Work instructions
Write out the lines of the material below without any change, starting at the line that contains "For the evaluation set, tag each instance of the safety" and continuing through the last line of the material.

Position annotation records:
------------------------
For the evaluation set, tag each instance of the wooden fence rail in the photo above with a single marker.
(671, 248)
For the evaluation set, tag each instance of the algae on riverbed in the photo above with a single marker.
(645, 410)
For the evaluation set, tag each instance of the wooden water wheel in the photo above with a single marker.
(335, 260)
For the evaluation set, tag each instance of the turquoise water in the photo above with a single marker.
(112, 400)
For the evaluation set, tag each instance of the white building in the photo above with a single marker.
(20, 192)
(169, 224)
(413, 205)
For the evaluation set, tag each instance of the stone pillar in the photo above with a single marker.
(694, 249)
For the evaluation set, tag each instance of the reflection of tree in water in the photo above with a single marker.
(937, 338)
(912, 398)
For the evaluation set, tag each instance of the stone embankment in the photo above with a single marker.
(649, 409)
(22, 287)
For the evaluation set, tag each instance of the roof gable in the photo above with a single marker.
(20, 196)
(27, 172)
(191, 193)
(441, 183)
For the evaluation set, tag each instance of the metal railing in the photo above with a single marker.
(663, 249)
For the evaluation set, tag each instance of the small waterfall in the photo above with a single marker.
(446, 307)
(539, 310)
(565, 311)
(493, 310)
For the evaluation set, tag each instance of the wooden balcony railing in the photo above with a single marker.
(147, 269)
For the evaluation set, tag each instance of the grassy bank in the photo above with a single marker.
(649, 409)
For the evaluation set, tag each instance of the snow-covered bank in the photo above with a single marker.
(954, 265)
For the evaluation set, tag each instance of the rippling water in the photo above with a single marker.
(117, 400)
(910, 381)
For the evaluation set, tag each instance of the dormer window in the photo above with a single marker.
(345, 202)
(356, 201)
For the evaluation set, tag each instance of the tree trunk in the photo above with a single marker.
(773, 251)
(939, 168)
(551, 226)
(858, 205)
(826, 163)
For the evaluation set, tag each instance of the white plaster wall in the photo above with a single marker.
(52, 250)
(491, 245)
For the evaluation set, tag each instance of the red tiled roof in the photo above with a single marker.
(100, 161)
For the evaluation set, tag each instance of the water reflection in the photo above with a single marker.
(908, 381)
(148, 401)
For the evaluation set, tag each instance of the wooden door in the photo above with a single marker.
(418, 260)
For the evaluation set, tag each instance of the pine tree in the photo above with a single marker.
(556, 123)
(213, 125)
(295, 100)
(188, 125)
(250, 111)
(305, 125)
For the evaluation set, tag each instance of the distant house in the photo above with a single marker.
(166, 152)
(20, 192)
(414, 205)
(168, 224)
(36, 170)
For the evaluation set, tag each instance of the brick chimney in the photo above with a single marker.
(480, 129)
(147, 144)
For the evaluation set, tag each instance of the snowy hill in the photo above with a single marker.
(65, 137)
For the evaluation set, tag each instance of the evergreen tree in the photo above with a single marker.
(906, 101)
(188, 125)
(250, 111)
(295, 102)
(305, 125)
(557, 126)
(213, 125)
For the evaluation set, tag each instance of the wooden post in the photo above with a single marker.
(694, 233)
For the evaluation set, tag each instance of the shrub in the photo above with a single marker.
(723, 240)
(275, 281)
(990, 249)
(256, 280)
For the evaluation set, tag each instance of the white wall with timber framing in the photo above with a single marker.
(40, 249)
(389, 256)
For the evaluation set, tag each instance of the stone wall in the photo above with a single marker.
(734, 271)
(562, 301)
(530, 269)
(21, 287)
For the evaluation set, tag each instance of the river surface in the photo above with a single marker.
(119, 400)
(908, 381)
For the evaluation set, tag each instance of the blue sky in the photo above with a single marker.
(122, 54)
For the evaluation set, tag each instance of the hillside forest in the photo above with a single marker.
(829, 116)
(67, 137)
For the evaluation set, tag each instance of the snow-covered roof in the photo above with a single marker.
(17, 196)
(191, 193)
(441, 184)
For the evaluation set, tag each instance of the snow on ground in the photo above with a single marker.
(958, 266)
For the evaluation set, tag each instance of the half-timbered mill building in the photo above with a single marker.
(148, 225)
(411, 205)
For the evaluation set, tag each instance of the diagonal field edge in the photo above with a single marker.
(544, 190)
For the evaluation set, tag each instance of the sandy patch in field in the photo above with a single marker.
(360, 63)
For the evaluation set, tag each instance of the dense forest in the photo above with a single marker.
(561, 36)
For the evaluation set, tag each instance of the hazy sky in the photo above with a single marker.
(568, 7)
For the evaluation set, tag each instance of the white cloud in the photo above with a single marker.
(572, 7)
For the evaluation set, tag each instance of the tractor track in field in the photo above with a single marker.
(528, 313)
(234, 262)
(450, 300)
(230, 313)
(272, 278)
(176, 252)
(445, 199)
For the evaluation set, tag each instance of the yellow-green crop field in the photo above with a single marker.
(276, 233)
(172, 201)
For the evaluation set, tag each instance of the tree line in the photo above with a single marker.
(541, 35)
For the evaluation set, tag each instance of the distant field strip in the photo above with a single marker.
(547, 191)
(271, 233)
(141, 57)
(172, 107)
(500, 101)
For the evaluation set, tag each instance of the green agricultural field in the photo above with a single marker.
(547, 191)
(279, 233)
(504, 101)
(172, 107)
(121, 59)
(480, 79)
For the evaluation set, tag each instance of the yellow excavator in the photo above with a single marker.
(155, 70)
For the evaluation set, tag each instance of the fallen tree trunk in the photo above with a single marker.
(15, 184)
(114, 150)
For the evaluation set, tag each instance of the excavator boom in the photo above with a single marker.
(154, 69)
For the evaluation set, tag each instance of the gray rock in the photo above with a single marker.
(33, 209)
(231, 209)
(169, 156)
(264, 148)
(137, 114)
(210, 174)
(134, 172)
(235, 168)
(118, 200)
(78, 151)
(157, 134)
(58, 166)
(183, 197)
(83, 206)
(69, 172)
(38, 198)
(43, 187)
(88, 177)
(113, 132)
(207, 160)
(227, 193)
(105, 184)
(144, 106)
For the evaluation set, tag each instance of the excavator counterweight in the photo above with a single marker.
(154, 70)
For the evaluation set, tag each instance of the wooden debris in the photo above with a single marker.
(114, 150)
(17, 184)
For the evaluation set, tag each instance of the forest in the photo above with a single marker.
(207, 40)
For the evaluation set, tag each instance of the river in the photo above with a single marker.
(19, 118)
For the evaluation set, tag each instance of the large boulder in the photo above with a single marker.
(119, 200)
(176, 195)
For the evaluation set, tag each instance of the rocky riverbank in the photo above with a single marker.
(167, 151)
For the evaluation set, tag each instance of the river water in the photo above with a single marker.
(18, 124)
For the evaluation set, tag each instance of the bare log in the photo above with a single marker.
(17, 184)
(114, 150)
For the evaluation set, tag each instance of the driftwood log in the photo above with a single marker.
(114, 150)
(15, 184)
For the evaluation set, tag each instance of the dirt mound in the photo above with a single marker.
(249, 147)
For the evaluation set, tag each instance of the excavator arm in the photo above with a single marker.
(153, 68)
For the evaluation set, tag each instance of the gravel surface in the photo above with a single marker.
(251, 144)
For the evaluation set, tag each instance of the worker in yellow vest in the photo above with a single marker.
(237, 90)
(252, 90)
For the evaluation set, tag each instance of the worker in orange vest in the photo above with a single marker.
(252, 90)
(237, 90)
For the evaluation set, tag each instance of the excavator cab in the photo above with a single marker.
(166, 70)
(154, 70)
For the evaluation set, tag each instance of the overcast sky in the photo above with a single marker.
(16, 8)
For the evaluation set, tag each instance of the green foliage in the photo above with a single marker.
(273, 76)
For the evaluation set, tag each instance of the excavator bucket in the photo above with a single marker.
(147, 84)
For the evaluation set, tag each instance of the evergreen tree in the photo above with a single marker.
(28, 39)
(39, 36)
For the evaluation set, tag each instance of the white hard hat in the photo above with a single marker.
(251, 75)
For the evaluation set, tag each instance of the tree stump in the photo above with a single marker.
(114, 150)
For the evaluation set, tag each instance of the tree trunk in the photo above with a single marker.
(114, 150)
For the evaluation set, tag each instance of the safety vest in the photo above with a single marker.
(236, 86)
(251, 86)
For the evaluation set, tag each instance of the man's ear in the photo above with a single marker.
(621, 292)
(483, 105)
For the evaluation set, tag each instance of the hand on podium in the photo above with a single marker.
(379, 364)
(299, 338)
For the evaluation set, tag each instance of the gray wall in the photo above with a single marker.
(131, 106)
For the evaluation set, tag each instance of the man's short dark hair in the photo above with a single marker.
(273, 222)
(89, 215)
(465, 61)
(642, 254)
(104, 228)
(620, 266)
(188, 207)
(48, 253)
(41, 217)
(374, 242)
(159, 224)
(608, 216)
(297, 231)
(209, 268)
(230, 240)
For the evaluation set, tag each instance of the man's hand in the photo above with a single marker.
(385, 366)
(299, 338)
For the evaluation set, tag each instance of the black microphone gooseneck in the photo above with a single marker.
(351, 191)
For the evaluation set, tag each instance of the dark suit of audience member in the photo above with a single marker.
------------------------
Result
For the evaluation set, tag each instance of the safety vest in the photo above with a single marker.
(236, 86)
(251, 86)
For the evaluation set, tag each instance of the man's ear in the photo above with a single marker.
(621, 292)
(483, 105)
For the evaluation set, tag each instance of the hand on podium in the photo above with a single marker.
(379, 364)
(299, 338)
For the evaluation set, tag each instance of the gray wall in the photo above with a single marker.
(131, 106)
For the evaluation set, tag each instance of the man's short dark hair in the photo above with a single marker.
(273, 222)
(89, 215)
(465, 61)
(642, 254)
(104, 228)
(620, 266)
(188, 207)
(48, 253)
(41, 217)
(374, 242)
(159, 224)
(608, 216)
(297, 231)
(209, 268)
(230, 240)
For the evaluation set, tag each instance of the man's hand in the photo above with a single marker.
(385, 366)
(299, 338)
For the evaluation set, tag each instance of the black microphone gooseneck in the photo above with a single marker.
(351, 191)
For the evaluation set, tag each instance of the dark suit of audience member in the photo above with a single marker.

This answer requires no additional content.